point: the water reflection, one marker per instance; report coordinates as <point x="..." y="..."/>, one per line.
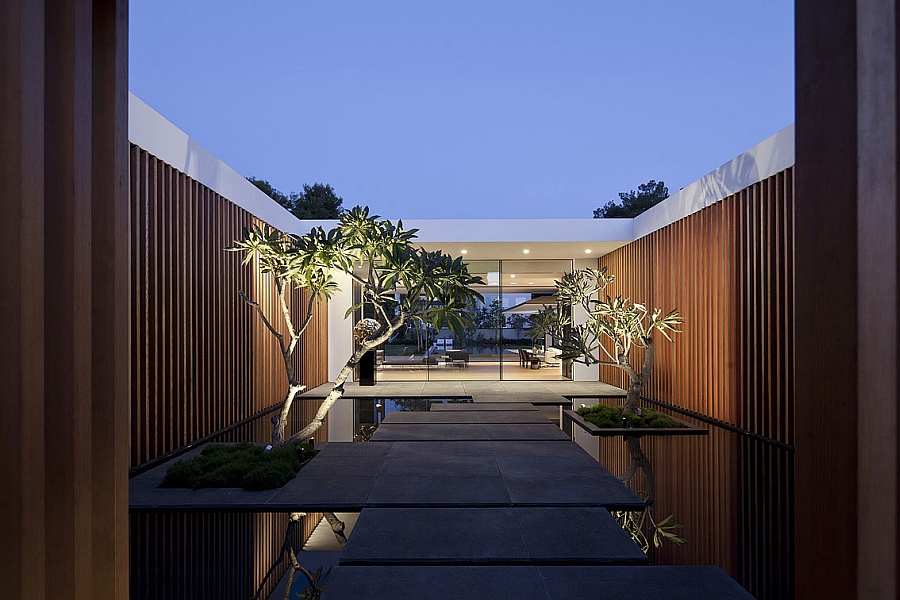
<point x="733" y="493"/>
<point x="370" y="412"/>
<point x="233" y="555"/>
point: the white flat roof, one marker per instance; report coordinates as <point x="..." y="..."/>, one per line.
<point x="481" y="238"/>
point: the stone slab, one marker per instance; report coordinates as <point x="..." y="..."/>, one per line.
<point x="435" y="417"/>
<point x="532" y="583"/>
<point x="434" y="583"/>
<point x="436" y="536"/>
<point x="401" y="449"/>
<point x="438" y="490"/>
<point x="482" y="406"/>
<point x="593" y="489"/>
<point x="418" y="473"/>
<point x="494" y="536"/>
<point x="457" y="416"/>
<point x="467" y="432"/>
<point x="641" y="583"/>
<point x="332" y="492"/>
<point x="577" y="536"/>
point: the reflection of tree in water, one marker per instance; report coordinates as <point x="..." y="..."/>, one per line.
<point x="315" y="582"/>
<point x="634" y="521"/>
<point x="412" y="404"/>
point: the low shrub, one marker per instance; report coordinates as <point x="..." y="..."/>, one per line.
<point x="610" y="417"/>
<point x="243" y="465"/>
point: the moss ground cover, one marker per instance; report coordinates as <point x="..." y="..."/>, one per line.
<point x="241" y="465"/>
<point x="610" y="417"/>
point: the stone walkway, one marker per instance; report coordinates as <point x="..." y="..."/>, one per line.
<point x="532" y="392"/>
<point x="474" y="501"/>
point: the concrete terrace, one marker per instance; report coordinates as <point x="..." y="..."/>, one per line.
<point x="532" y="392"/>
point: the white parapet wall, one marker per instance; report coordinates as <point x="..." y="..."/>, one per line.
<point x="155" y="134"/>
<point x="772" y="155"/>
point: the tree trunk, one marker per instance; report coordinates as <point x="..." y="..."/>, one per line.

* [Problem statement]
Could you reproduce every line above character for character, leaving out the picture?

* [Result of the task]
point: the water reflection, one marker per instance; report coordinates as <point x="..." y="..."/>, one per line.
<point x="733" y="493"/>
<point x="370" y="412"/>
<point x="233" y="555"/>
point: the white flat roof, one marker per instance; report coordinates as <point x="..." y="..."/>, one per line.
<point x="481" y="238"/>
point: the stone slab, one marker per instance; report coordinates as <point x="..." y="..."/>, one per line.
<point x="435" y="417"/>
<point x="532" y="583"/>
<point x="434" y="583"/>
<point x="436" y="536"/>
<point x="401" y="449"/>
<point x="438" y="490"/>
<point x="482" y="406"/>
<point x="593" y="489"/>
<point x="418" y="473"/>
<point x="494" y="536"/>
<point x="457" y="416"/>
<point x="467" y="432"/>
<point x="641" y="583"/>
<point x="332" y="492"/>
<point x="577" y="536"/>
point: the reflection of tree in water, one marker per instance; report coordinates as <point x="..." y="..."/>, one per line.
<point x="315" y="582"/>
<point x="634" y="521"/>
<point x="412" y="404"/>
point: the low shrub, one marker per instance; report coordinates as <point x="..." y="..."/>, one per line.
<point x="610" y="417"/>
<point x="243" y="465"/>
point: the moss ground cover, one marker per instance; report coordinates as <point x="..." y="..."/>, one per line.
<point x="241" y="465"/>
<point x="610" y="417"/>
point: the stone walkway, one marker per instance; report coordinates as <point x="..." y="..."/>, one per line.
<point x="532" y="392"/>
<point x="474" y="501"/>
point: the concrete terrace, one marker per instance; report coordinates as <point x="..." y="..."/>, one per line.
<point x="532" y="392"/>
point: the white parapet wall, one marker per instance; report coordinates as <point x="..." y="..."/>, one per line.
<point x="155" y="134"/>
<point x="772" y="155"/>
point: the tree trunk, one marker per instance; report coordinates as <point x="..." y="..."/>, one per line.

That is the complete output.